═════ Fragmento seleccionado

SÓLO
LO QUE LE GUSTA.
Sin
tomar conciencia acerca de las indudables nefastas consecuencias y
sin siquiera intuirlas, muchos padres cometen la equivocación de no
únicamente permitir sino también de alimentar el hecho de que el
hijo, desde muy pequeño, haga sólo aquello que quiere, obviamente,
porque le gusta, convirtiéndose en servidores atentísimos a
satisfacer de inmediato hasta el más mínimo deseo que surja en él.
Escudados en expresiones tales como:”pobrecito, ¿cómo no darle
el gusto? Ya va a tener tiempo de frustrarse...”, no hacen más
que herir, severamente y sin percatarse, la formación del hijo,
obsequiándole insospechadamente un pasaporte al malestar y a la
infelicidad que implican una existencia sin límites.

══════════
═════ Material proporcionado

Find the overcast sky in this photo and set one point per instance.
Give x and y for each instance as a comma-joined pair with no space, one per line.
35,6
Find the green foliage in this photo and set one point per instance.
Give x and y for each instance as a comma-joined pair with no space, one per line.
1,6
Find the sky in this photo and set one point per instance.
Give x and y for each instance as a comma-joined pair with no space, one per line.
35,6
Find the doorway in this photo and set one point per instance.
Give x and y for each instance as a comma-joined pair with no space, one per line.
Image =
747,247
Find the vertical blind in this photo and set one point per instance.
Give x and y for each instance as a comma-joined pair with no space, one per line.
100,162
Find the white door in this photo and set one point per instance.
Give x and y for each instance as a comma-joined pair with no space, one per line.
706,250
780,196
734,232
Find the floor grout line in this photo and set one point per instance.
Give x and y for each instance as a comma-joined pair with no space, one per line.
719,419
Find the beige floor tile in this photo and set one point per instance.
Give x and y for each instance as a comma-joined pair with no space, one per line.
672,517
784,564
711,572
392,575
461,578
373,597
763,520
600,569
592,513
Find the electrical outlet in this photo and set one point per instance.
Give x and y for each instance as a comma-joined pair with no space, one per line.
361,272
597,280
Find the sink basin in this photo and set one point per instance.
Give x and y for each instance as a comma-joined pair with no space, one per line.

══════════

**Enunciado 1:** Enumera todos los adverbios terminados en «-mente» que aparecen en el fragmento sobre la crianza de los hijos, en el orden en que figuran.
**Enunciado 2:** Presenta todos los registros como una tabla Markdown con las columnas «N.º» y «Línea», con una fila por cada línea y sin incluir las líneas en blanco.

**Respuesta final 1:** únicamente, obviamente, severamente, insospechadamente

**Respuesta final 2:**
| N.º | Línea |
|---|---|
| 1 | Find the overcast sky in this photo and set one point per instance. |
| 2 | Give x and y for each instance as a comma-joined pair with no space, one per line. |
| 3 | 35,6 |
| 4 | Find the green foliage in this photo and set one point per instance. |
| 5 | Give x and y for each instance as a comma-joined pair with no space, one per line. |
| 6 | 1,6 |
| 7 | Find the sky in this photo and set one point per instance. |
| 8 | Give x and y for each instance as a comma-joined pair with no space, one per line. |
| 9 | 35,6 |
| 10 | Find the doorway in this photo and set one point per instance. |
| 11 | Give x and y for each instance as a comma-joined pair with no space, one per line. |
| 12 | Image = |
| 13 | 747,247 |
| 14 | Find the vertical blind in this photo and set one point per instance. |
| 15 | Give x and y for each instance as a comma-joined pair with no space, one per line. |
| 16 | 100,162 |
| 17 | Find the white door in this photo and set one point per instance. |
| 18 | Give x and y for each instance as a comma-joined pair with no space, one per line. |
| 19 | 706,250 |
| 20 | 780,196 |
| 21 | 734,232 |
| 22 | Find the floor grout line in this photo and set one point per instance. |
| 23 | Give x and y for each instance as a comma-joined pair with no space, one per line. |
| 24 | 719,419 |
| 25 | Find the beige floor tile in this photo and set one point per instance. |
| 26 | Give x and y for each instance as a comma-joined pair with no space, one per line. |
| 27 | 672,517 |
| 28 | 784,564 |
| 29 | 711,572 |
| 30 | 392,575 |
| 31 | 461,578 |
| 32 | 373,597 |
| 33 | 763,520 |
| 34 | 600,569 |
| 35 | 592,513 |
| 36 | Find the electrical outlet in this photo and set one point per instance. |
| 37 | Give x and y for each instance as a comma-joined pair with no space, one per line. |
| 38 | 361,272 |
| 39 | 597,280 |
| 40 | Find the sink basin in this photo and set one point per instance. |
| 41 | Give x and y for each instance as a comma-joined pair with no space, one per line. |